----- EXTRACTED TEXT -----
You chat with this bot and it magically provides you answers to your pressing questions or issues.

How did this bot come up with those answers? There’s a combination of machine learning, algorithms, and statistics going on under the hood. But how is the model learning human text language and running all these calculations? It’s using data.

Where does that data come from? And how does it get sourced?

You guessed it. Your one and only, Data Engineer.

Data engineers are key to powering AI and making sure all the data needs in the world are met. We grab data from different places, clean it up, and make it ready for clients to dig into.

Our job is to make sure the data is solid, so people can pull out the best insights and make smarter decisions.

So What’s The Sauce?

It’s very important to have fundamental knowledge of a job before you do the job.

Before you can become a Data Engineer, you should have familiarity working with data.

For those in school, this doesn’t mean you can’t go straight from undergrad or grad school to a Data Engineer role. You should absolutely strive for that and go for it. Nothing should stop you from applying if you have the experience and skills to back it up.

But not all of us have the opportunity to take shortcuts. And if there’s one thing I’ve learned in life, your career is rarely linear.

Sometimes your career is a game of Chutes and Ladders. It’s ok to take a lower paying job or title, if it means you can climb into a better job later down the road. Be a long term player in life, not a short term player.

Some of us are in-transition.

Regardless of your current status in life, you’re reading this blog because you suddenly find yourself wanting to join this new AI movement and work in the tech industry as a Data Engineer. And I’m happy to share my experience so that you know one of the many paths towards getting there.

Also, I want to point out that some of the best Data Engineers I know didn’t have a typical Computer Science degree. They came from all kinds of backgrounds and I believe having diverse experiences make you a unique individual who will add incredible value to any Data Engineering team.
-----
▶ **THE EXERCISE**
Could you rewrite the part of the data engineering blog post that opens with "You chat with" and closes with "it get sourced?", putting "assistant" wherever "bot" appears?
----- DATA SHOWN -----
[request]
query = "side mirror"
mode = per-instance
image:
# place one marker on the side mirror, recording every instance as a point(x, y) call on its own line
-----
----- DATA SHOWN -----
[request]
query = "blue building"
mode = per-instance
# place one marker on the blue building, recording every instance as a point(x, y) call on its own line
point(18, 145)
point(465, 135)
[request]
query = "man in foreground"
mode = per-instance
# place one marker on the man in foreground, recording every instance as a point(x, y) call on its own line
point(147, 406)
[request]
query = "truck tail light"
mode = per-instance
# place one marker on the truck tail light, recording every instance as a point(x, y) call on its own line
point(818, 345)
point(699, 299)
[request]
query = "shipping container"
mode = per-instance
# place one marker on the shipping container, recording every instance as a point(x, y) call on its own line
-----
▶ **SOLUTION TO THIS PROBLEM**
You chat with this assistant and it magically provides you answers to your pressing questions or issues.

How did this assistant come up with those answers? There’s a combination of machine learning, algorithms, and statistics going on under the hood. But how is the model learning human text language and running all these calculations? It’s using data.

Where does that data come from? And how does it get sourced?